### Required action A:
In the article on pentavalent neptunium, in which minerals are pentavalent neptunium and hexavalent uranium incorporated at dramatically different levels?
### Required action B:
Write the next part of the article on pentavalent neptunium, picking up after its final sentence.

### Document text:
By R&D Editors | May 8, 2015

Co-precipitation of pentavalent neptunium into mineral structures could reduce transport in the subsurface. Associated with contamination in certain spots around the world, pentavalent neptunium does not always behave the same as its stand-in when moving through the soil, according to scientists at Univ. of Notre Dame and Pacific Northwest National Laboratory. The less studied pentavalent neptunium and the well-studied hexavalent uranium are incorporated at dramatically different levels in calcite and other carbonate minerals. Assimilation in minerals can limit the radionuclides migration.

The radioactive metallic element neptunium is created when uranium-based nuclear fuel is burned up in electricity-producing commercial reactors and in plutonium-producing reactors operated for military purposes. Long-lived, toxic, and highly mobile in water, pentavalent neptunium can come in contact with human beings through a variety of routes. A recent example is the interaction of water with damaged nuclear fuel in Fukushima, Japan, in 2011. Understanding the range of processes that will hinder the transport of pentavalent neptunium, including incorporation into minerals that form naturally in the subsurface, can assist in disaster preparedness and environmental remediation.

### Collected data:
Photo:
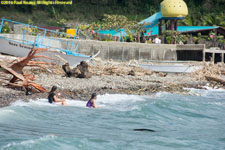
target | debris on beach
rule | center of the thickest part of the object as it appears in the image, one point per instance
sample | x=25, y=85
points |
x=211, y=72
x=15, y=69
x=80, y=71
x=117, y=68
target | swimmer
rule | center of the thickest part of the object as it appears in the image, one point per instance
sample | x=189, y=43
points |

### Task result A:
In calcite and other carbonate minerals.

### Task result B:
Because neptunium does not occur naturally in any appreciable quantity and there is no natural analogue for its environmental chemistry, predictions for environmental transport of pentavalent neptunium are based on studies of hexavalent uranium. In part, this substitution is done because it is easier and cheaper to conduct studies with uranium. However, there are major differences in crystal chemistry of uranium and neptunium, suggesting they would not be incorporated in mineral structures the same way.

Using spectroscopic and imaging instruments at RadEMSL, the radiochemistry facility that is part of the U.S. Dept. of Energy (DOE)’s EMSL, scientists examined factors that influence structural incorporation of the two ions into carbonate and sulfate minerals.

Overall, growing carbonate minerals incorporated both ions at far higher levels than sulfate minerals. The experimental data also showed significant differences between how neptunium and its stand-in are incorporated into carbonate minerals. For example, the mineral calcite strongly prefers pentavalent neptunium to hexavalent uranium. However, not all minerals treated the radionuclides differently. Gypsum did not incorporate either.